**REQUIRED WORK:**
1. Rewrite the paragraph of the gift card article that begins "Customers with gift cards or vouchers" as a short bulleted list, keeping its main facts.
2. Write the next paragraph of the article on gift cards and retailer insolvency, continuing from its last sentence.

**EXCERPTED TEXT:**
North East shoppers giving gift cards to family and friends for Christmas need to make sure they understand the potential risks involved with buying them – and should be aware that they could lose their money if a retailer goes out of business.
That’s the advice from Alexandra Withers, North East chair of insolvency and restructuring trade body R3, as the festive season gets into full swing and greater numbers of shoppers start hitting the region’s High Streets.
Alexandra Withers says: “Gift cards are really convenient and can be easily bought both in stores and online, but it is also vital consumers understand how they can be affected if the retailer that offers them enters an insolvency process.”
“Customers with gift cards or vouchers from any retailer which enters an insolvency procedure and is either continuing to trade, or has gone through a pre-pack administration, must check with store staff whether they can still redeem them.
“If this is possible, it’s generally a good idea to spend them sooner rather than later, especially as your local store may be earmarked for closure or the situation across the whole organisation may change quickly, if the firm becomes insolvent.”
A number of retailers that have gone into administration or liquidation over recent years have been unable to honour gift cards that were been bought before their insolvency process began, with shoppers losing their money as a result.
Other cases have seen failing firms refusing to honour gift cards after a given point in their insolvency process.
Several well-known stores having entered insolvency during the pandemic, while the wider sector is continuing to face severe trading difficulties as the economy has begun to open up again.
Alexandra Withers, who is an associate solicitor in the insolvency department of Short Richardson & Forth Solicitors in Newcastle, continues: “It is understandably frustrating when a retailer won’t accept gift cards during an insolvency process, but the insolvency practitioners in charge of the process are obliged to look after all creditors’ interests according to a strict legal hierarchy, and unfortunately customers are just one of many.

**RECORDED INFORMATION:**
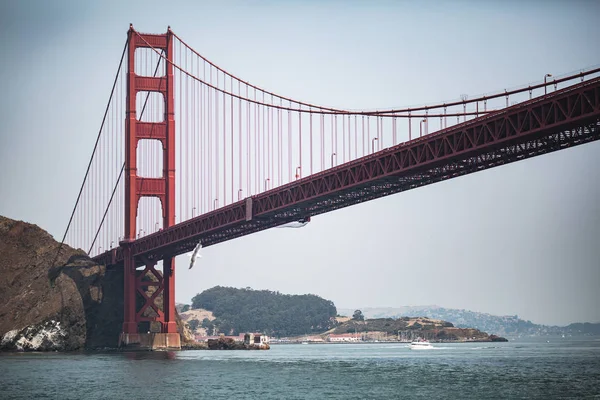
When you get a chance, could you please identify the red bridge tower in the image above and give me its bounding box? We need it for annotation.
[119,25,180,348]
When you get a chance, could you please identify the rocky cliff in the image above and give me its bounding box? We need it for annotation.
[0,216,189,351]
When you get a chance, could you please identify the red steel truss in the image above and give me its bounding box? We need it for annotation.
[120,27,177,333]
[95,78,600,265]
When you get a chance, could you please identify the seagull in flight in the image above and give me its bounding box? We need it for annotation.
[187,241,202,269]
[278,217,310,228]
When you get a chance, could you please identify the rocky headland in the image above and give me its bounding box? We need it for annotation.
[0,216,190,351]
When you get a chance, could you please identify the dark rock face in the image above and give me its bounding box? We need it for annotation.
[0,216,123,351]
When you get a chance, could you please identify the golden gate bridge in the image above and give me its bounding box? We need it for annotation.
[57,26,600,347]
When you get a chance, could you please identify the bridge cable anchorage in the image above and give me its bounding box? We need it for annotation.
[134,31,600,118]
[88,46,162,255]
[52,36,128,267]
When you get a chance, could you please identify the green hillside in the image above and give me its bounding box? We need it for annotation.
[192,286,337,336]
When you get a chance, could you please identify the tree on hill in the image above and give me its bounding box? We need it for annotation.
[192,286,337,336]
[352,310,365,321]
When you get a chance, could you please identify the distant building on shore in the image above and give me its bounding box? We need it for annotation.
[327,333,362,342]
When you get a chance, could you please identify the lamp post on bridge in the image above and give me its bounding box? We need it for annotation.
[544,74,552,96]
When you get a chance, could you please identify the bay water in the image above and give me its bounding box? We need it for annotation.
[0,337,600,399]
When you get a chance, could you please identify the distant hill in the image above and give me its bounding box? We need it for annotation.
[339,306,600,337]
[329,317,506,342]
[192,286,337,336]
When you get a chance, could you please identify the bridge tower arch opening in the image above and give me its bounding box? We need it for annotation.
[120,26,180,347]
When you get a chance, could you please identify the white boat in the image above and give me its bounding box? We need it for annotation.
[408,339,433,350]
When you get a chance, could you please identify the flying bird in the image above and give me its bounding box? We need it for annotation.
[278,217,310,228]
[187,241,202,269]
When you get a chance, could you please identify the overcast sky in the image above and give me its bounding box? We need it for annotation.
[0,0,600,324]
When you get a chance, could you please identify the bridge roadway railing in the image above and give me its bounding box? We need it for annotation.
[94,78,600,265]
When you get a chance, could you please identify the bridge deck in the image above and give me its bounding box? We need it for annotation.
[94,78,600,265]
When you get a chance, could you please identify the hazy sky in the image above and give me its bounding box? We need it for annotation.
[0,0,600,324]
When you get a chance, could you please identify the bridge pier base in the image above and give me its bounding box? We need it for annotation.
[119,332,181,351]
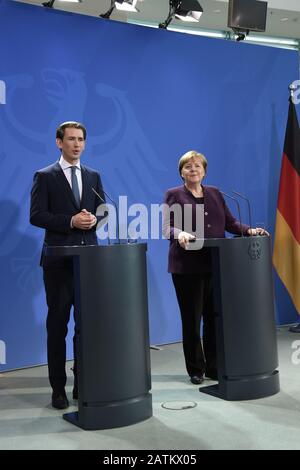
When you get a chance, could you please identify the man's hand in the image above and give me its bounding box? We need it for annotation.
[247,227,270,237]
[72,209,97,230]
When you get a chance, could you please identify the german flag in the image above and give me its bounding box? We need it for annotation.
[273,98,300,315]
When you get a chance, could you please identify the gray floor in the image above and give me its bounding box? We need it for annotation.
[0,328,300,450]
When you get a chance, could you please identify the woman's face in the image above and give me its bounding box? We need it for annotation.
[181,157,205,185]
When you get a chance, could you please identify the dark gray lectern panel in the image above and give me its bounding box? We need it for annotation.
[47,244,152,429]
[200,237,279,400]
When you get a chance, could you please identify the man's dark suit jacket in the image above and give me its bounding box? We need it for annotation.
[30,162,105,267]
[164,185,249,274]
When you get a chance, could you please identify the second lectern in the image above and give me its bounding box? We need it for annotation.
[46,244,152,430]
[200,236,279,400]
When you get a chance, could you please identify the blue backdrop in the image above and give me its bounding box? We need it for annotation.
[0,0,298,370]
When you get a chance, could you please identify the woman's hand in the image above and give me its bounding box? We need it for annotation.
[247,227,270,237]
[178,232,196,249]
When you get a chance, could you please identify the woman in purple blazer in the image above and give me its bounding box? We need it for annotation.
[164,151,267,384]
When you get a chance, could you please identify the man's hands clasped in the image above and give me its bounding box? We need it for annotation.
[72,209,97,230]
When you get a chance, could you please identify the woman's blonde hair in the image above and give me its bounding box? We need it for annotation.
[178,150,207,176]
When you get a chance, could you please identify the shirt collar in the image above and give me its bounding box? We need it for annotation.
[59,155,81,170]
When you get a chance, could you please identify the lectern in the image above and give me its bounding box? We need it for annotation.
[200,236,279,400]
[46,244,152,430]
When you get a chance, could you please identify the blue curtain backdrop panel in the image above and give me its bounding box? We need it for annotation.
[0,0,299,370]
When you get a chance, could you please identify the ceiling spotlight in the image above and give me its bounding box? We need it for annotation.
[159,0,203,29]
[100,0,138,18]
[116,0,138,12]
[42,0,83,8]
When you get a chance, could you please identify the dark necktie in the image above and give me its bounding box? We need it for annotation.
[71,166,80,206]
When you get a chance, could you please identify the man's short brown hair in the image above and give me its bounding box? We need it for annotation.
[56,121,86,140]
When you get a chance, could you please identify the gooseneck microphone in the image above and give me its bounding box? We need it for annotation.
[220,191,244,237]
[92,187,121,245]
[232,190,252,228]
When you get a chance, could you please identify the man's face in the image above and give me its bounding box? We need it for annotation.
[56,127,85,165]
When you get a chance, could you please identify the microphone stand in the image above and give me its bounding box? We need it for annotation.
[92,187,121,245]
[220,191,244,237]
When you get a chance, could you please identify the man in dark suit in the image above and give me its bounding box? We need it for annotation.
[30,121,104,409]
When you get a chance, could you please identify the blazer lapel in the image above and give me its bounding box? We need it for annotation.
[54,163,79,209]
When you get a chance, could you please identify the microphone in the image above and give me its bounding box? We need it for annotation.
[232,190,252,227]
[220,191,244,237]
[92,187,121,245]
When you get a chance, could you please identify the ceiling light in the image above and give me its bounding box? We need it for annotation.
[100,0,138,18]
[159,0,203,29]
[115,0,138,12]
[42,0,83,8]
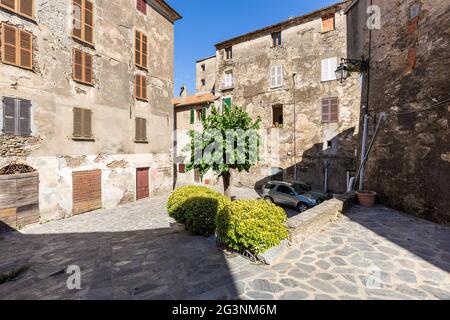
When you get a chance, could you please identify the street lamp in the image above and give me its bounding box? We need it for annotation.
[335,58,367,83]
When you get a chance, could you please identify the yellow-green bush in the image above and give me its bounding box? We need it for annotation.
[216,200,288,254]
[167,186,230,235]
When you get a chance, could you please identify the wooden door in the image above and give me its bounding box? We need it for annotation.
[136,168,150,200]
[72,170,102,214]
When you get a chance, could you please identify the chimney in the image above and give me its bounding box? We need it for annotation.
[180,85,188,102]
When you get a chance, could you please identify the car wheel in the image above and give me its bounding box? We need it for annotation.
[297,202,309,213]
[264,197,275,203]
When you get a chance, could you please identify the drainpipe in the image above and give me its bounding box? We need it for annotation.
[292,72,297,181]
[359,114,369,191]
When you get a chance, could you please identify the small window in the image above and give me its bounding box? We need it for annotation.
[322,57,337,81]
[135,118,147,142]
[223,70,233,89]
[322,13,335,32]
[3,97,31,136]
[0,0,34,19]
[72,49,94,84]
[322,98,339,123]
[272,105,283,128]
[136,0,147,15]
[270,65,283,88]
[1,23,33,70]
[134,75,148,101]
[73,108,92,139]
[272,31,281,47]
[222,97,231,110]
[72,0,94,44]
[134,31,148,69]
[225,47,233,60]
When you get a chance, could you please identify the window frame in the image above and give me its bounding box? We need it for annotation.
[72,0,95,46]
[270,64,284,89]
[2,96,33,137]
[1,22,34,71]
[0,0,36,21]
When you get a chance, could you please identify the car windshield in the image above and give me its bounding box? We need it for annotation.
[292,183,311,194]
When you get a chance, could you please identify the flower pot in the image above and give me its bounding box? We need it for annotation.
[356,191,377,208]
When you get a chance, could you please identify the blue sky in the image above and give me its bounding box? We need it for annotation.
[166,0,339,95]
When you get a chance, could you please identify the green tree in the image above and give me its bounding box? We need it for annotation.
[186,106,261,197]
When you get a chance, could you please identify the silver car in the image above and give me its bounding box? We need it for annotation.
[262,181,320,212]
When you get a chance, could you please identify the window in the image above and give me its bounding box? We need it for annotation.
[2,24,33,70]
[222,97,231,110]
[225,47,233,60]
[136,0,147,15]
[134,31,148,69]
[322,98,339,123]
[135,118,147,142]
[322,57,337,81]
[272,31,281,47]
[223,70,233,88]
[3,97,31,136]
[72,49,94,84]
[270,66,283,88]
[277,186,294,195]
[134,75,148,101]
[72,0,94,44]
[73,108,92,139]
[0,0,34,19]
[322,13,334,32]
[272,105,283,128]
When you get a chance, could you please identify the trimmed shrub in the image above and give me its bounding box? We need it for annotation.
[167,186,230,236]
[216,200,288,254]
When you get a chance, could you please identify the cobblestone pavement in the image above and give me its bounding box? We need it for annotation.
[0,190,450,299]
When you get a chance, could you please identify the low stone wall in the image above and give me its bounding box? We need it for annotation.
[287,193,355,242]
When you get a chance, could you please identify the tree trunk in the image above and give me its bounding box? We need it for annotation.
[222,172,231,199]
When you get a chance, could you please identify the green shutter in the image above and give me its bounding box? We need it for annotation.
[202,108,206,122]
[191,109,195,124]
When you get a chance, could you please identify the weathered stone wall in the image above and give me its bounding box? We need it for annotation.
[211,6,360,192]
[0,0,179,220]
[195,56,216,92]
[349,0,450,223]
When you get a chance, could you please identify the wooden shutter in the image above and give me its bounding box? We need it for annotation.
[18,100,31,136]
[83,0,94,43]
[18,0,34,18]
[3,98,16,135]
[2,24,19,65]
[19,30,33,69]
[134,31,142,66]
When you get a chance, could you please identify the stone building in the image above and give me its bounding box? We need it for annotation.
[173,86,216,187]
[197,1,361,192]
[346,0,450,223]
[0,0,181,226]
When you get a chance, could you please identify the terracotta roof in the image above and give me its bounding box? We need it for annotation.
[172,92,216,107]
[215,0,351,50]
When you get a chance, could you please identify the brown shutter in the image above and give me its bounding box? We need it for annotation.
[134,31,142,66]
[72,0,83,39]
[0,0,16,11]
[73,49,83,81]
[19,0,34,18]
[83,0,94,43]
[329,98,339,122]
[19,30,33,69]
[134,75,142,99]
[322,99,330,123]
[141,76,147,100]
[83,52,93,83]
[73,108,83,137]
[2,24,18,64]
[141,34,148,69]
[3,98,16,134]
[18,100,31,136]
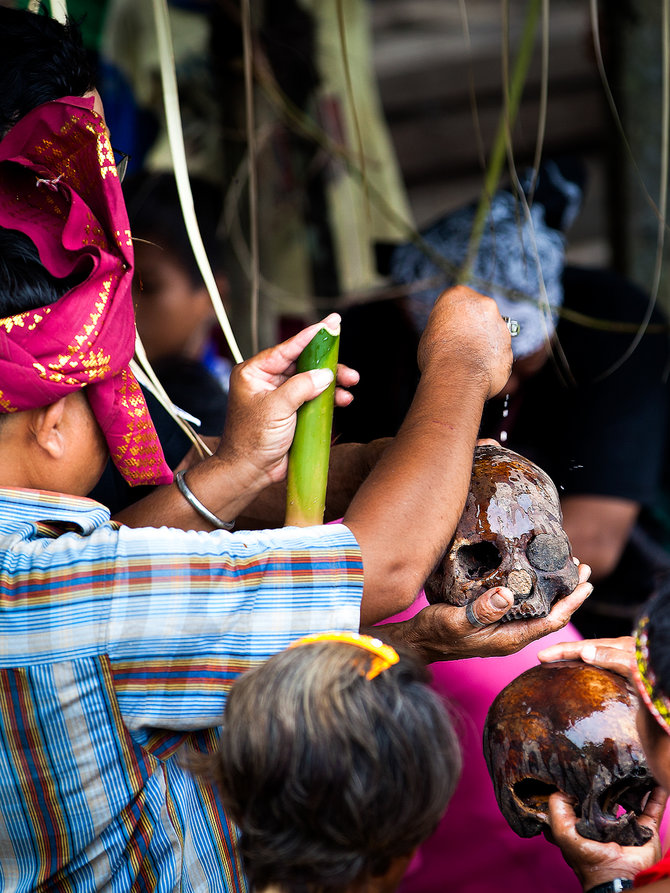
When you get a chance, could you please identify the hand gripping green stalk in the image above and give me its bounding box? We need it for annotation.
[284,326,340,527]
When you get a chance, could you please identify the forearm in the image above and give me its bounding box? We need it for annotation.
[344,355,488,623]
[237,437,391,530]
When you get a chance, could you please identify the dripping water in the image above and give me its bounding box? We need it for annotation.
[498,394,509,443]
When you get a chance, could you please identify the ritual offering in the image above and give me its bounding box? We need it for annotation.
[284,325,340,527]
[484,661,656,846]
[425,445,579,620]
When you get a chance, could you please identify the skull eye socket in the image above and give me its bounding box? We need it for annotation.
[458,543,502,580]
[526,533,570,573]
[514,778,558,812]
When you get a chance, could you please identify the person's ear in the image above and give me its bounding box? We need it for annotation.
[30,397,67,459]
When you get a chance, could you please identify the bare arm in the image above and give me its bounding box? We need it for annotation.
[344,287,511,624]
[237,437,391,530]
[115,314,358,530]
[561,495,640,583]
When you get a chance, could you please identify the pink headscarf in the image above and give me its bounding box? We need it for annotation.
[0,97,172,486]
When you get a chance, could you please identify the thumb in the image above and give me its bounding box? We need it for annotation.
[274,369,335,417]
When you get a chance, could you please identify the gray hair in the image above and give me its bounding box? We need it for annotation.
[200,641,461,893]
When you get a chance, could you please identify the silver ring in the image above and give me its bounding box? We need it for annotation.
[503,316,521,338]
[465,602,488,629]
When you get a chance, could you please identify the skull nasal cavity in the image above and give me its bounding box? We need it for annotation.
[514,778,558,811]
[458,543,502,580]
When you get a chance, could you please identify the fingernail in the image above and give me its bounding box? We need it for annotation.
[582,645,596,660]
[309,369,335,391]
[321,313,342,335]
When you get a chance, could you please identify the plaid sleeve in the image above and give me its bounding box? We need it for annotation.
[106,525,363,731]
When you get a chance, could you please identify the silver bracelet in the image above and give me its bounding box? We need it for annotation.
[174,471,235,530]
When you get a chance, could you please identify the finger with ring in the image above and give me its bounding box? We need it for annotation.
[465,602,488,629]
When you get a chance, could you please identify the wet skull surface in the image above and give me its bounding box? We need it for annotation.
[484,661,655,846]
[425,445,578,620]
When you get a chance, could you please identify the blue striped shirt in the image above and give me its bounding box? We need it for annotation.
[0,488,363,893]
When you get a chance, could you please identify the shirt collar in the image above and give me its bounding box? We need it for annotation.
[0,487,109,534]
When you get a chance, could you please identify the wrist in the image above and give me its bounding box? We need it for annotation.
[585,878,633,893]
[188,452,264,520]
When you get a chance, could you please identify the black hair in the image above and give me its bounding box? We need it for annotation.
[642,575,670,697]
[0,6,94,139]
[0,227,83,319]
[123,171,225,288]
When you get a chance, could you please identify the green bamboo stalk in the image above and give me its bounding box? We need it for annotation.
[458,0,542,283]
[284,326,340,527]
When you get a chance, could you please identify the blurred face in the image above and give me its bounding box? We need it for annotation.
[133,242,212,361]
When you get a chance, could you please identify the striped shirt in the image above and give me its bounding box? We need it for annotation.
[0,488,363,893]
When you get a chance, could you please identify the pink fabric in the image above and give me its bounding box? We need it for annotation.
[384,594,581,893]
[0,97,172,485]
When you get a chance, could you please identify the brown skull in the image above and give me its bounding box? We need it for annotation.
[425,446,578,620]
[484,661,656,846]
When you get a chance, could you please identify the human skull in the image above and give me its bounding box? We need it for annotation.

**RESULTS IN ORDER:**
1.
- It applies to gift cards or vouchers from any retailer that has entered an insolvency procedure.
- This includes retailers that are still trading and those that have gone through a pre-pack administration.
- Customers holding such cards or vouchers must check with store staff whether they can still redeem them.

2.
“Insolvency practitioners overseeing a retail insolvency have to make their decisions regarding accepting gift cards on a commercial basis and it is not a decision that they will take lightly.
“On the one hand, accepting them could lose the business more money, but on the other, not doing so could hurt the relationship between the retailer and its customers.
“If a retailer has been sold as part of a pre-pack administration, where a company enters administration and is immediately sold to another buyer, then whether or not gift cards and vouchers issued prior to the administration are still honoured is up to the new owners.
“While the name above the door will usually stay the same when a major retailer goes through the pre-pack process, legally it is a new and distinct entity and has no obligation to allow gift cards sold by its former incarnation to be used.”
Financial pressures on retailers can also be increased by the rental payments due to their landlords around 25 December, which is one of four Quarter Days in each year on which these bills are due to be settled, while the recent removal of the government’s pandemic business support measures has taken away a safety net that may have helped to keep many retailers in business over the last 18 months.